READING PASSAGE
1. An integrated circuit package, comprising:
a substrate having opposing first and second surfaces;
an integrated circuit die having opposing first and second surfaces;
a plurality of electrically conductive interconnects on the first surface of the die that mount the die to the first surface of the substrate;
an electrically conductive material that forms an electrically conductive path from a first electrically conductive feature on the first surface of the die to a second electrically conductive feature on the second surface of the die; and
a bond wire that couples the second electrically conductive feature to a third electrically conductive feature on the first surface of the substrate.
2. The integrated circuit package of claim 1, further comprising:
a via through the die that is open at the first and second surfaces of the die;
wherein the electrically conductive material is in the via to form the electrically conductive path through the via from the first electrically conductive feature to the second electrically conductive feature.
3. The integrated circuit package of claim 2, wherein the electrically conductive material fills the via.
4. The integrated circuit package of claim 2, wherein the electrically conductive material coats a surface of the via.
5. The integrated circuit package of claim 1, wherein the integrated circuit die has an edge that includes an indentation that extends from the first surface of the die to the second surface of the die; and
wherein the electrically conductive material is in the indentation to form the electrically conductive path through the indentation from the first electrically conductive feature to the second electrically conductive feature.
6. The integrated circuit package of claim 1, further comprising:
a plurality of distinct electrically conductive paths formed by the electrically conductive material between a first plurality of electrically conductive features on the first surface of the die to a second plurality of electrically conductive features on the second surface of the die; and
a plurality of bond wires that couple the first plurality of electrically conductive features to the second plurality of electrically conductive features on the first surface of the substrate.
7. The integrated circuit package of claim 1, wherein the plurality of electrically conductive interconnects comprises a plurality of electrically conductive bumps.
8. The integrated circuit package of claim 1, further comprising:
a plurality of solder balls on the second surface of the substrate configured to mount the package to a circuit board.
9. The integrated circuit package of claim 1, further comprising:
a plurality of pins on the second surface of the substrate configured to mount the package to a circuit board.

EXTRACTED MATERIAL
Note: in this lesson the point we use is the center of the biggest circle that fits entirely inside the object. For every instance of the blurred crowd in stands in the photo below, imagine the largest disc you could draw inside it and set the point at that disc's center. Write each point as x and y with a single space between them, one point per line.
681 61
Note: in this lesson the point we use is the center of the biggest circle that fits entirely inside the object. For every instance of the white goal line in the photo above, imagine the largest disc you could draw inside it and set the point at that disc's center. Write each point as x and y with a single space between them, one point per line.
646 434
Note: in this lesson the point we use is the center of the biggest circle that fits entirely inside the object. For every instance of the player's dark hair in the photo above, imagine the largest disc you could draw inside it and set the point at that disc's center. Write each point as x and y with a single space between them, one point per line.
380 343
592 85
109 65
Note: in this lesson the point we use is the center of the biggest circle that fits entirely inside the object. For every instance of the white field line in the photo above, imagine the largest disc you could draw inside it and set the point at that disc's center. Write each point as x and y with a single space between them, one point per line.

WHAT IS ASKED
[1] Write out the part of the integrated circuit package claims that opens with the words containing "3. The integrated" and closes with "of the via.", renaming "via" as "opening" throughout.
[2] Go on with the integrated circuit package claims from the point where they stop.

ANSWERS TO EACH TASK
[1]
3. The integrated circuit package of claim 2, wherein the electrically conductive material fills the opening.
4. The integrated circuit package of claim 2, wherein the electrically conductive material coats a surface of the opening.

[2]
10. A method for assembling integrated circuit packages, comprising:
receiving a semiconductor wafer having opposing first and second surfaces, the wafer having a plurality of integrated circuit regions;
forming a plurality of holes in the first surface of the wafer between the integrated circuit regions;
applying an electrically conductive material to the semiconductor wafer to form an electrically conductive path through a corresponding hole between a first electrically conductive feature on the first surface of the wafer and a second electrically conductive feature on the second surface of the wafer;
forming a plurality of electrically conductive interconnects on the first surface of the wafer in each integrated circuit region;
separating each integrated circuit region of the plurality of integrated circuit regions from the wafer to form a plurality of integrated circuit dies;
mounting each integrated circuit die of the plurality of integrated circuit dies to a corresponding substrate using the plurality of electrically conductive interconnects; and
connecting a bond wire between the second electrically conductive feature of each integrated circuit die to a third electrically conductive feature of the corresponding substrate.
11. The method of claim 10, wherein said forming a plurality of holes comprises:
forming parallel first and second rows of holes in the first surface of the wafer between a first integrated circuit region and a second integrated circuit region; and
wherein said separating comprises:
separating the wafer between the first and second rows of holes to form a first integrated circuit die that includes the first integrated circuit region and the first row of holes, and to form a second integrated circuit die that includes the second integrated circuit region and the second row of holes.
12. The method of claim 11, wherein the electrically conductive material is in a first hole of the first row of holes to form an electrically conductive path through the first hole between corresponding first and second electrically conductive features of the first integrated circuit die; and
wherein the electrically conductive material is in a second hole of the second row of holes to form an electrically conductive path through the second hole between corresponding first and second electrically conductive features of the second integrated circuit die.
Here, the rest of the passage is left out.